Work instructions >>
1 - According to the memoir review, what three things will readers of the book learn? List them.
2 - In the memoir review, who wrote the single blurb on the back of the book?
3 - Set down the stretch of the memoir review from "The decision to" through "omits the scandals.".

Document section >>

· · ·

The decision to wear the jacket, she said, was to get back at the news media for its “skewed narratives” and “negativity”.
She talks about her marriage, but omits the scandals.
Readers of this book will learn that both Trumps love Elton John. They will learn that Melania doted on her husband and urged him to go to the hospital when he was sick with COVID-19. They will learn that the Trumps exchange letters with King Charles III as part of what Melania says is a friendly relationship.
Readers will not get a better understanding of how Melania was feeling in 2018, when it was reported that her husband had paid off a porn actor to keep quiet about an affair that happened shortly after Barron was born. (She was furious.) There is no mention of an episode shortly before the 2016 election, when leaked audio from an appearance by him on Access Hollywood revealed him bragging about grabbing women by their genitals. (She was not very happy then, either.)
Instead, in passage after passage throughout the book, readers will come to understand that Melania Trump sees her husband as the victim of attacks by powerful forces seeking to bring him down. It all sounds familiar.
Her memoir, cloaked in a matte, black cover, has just one blurb on the back from an enthusiastic reviewer: “Melania’s commitment to excellence starts with her family,” the former president writes, “which Barron and I cherish deeply.”

· · ·

Study material >>
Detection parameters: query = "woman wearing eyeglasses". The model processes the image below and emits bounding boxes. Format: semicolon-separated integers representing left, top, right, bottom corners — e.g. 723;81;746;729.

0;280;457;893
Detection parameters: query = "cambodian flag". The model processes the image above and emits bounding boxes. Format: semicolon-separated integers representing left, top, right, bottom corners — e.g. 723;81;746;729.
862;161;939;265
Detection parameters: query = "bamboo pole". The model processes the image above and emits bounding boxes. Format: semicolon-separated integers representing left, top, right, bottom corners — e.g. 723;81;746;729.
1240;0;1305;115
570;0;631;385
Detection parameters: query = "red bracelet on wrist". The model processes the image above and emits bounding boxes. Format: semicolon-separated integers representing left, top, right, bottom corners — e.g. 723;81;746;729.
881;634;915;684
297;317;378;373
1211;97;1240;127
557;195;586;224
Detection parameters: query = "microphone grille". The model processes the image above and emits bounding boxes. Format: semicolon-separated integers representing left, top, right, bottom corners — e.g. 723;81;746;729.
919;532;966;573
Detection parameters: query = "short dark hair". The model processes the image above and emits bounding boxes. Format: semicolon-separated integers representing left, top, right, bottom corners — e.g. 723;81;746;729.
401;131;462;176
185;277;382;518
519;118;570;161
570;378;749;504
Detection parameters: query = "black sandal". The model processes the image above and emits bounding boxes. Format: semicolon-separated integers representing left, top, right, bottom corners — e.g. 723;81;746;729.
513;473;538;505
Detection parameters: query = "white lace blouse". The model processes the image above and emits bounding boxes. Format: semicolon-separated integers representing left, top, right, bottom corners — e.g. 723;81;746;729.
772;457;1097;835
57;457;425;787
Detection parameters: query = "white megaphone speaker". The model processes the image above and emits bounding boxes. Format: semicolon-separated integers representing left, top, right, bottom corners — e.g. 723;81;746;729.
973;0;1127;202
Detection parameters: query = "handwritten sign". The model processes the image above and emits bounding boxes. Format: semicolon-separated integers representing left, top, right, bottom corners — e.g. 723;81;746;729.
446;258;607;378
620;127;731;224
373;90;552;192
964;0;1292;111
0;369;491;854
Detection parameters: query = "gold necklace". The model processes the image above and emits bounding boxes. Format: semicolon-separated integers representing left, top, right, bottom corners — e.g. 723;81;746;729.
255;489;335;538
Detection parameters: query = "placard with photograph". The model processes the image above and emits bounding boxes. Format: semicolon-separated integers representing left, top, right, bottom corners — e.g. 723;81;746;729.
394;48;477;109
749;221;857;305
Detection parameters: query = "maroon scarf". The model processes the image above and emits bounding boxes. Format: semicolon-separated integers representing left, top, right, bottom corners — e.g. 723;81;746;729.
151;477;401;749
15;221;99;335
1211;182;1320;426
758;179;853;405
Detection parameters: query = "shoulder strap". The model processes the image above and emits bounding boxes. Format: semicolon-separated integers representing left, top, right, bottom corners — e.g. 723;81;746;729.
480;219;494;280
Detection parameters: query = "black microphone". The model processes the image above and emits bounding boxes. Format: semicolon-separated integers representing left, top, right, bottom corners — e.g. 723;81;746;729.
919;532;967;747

· · ·

Answers to the exercise >>
1 -
- Both Trumps love Elton John.
- Melania doted on her husband and urged him to go to the hospital when he was sick with COVID-19.
- The Trumps exchange letters with King Charles III as part of what Melania says is a friendly relationship.

2 - The former president.

3 -
The decision to wear the jacket, she said, was to get back at the news media for its “skewed narratives” and “negativity”.
She talks about her marriage, but omits the scandals.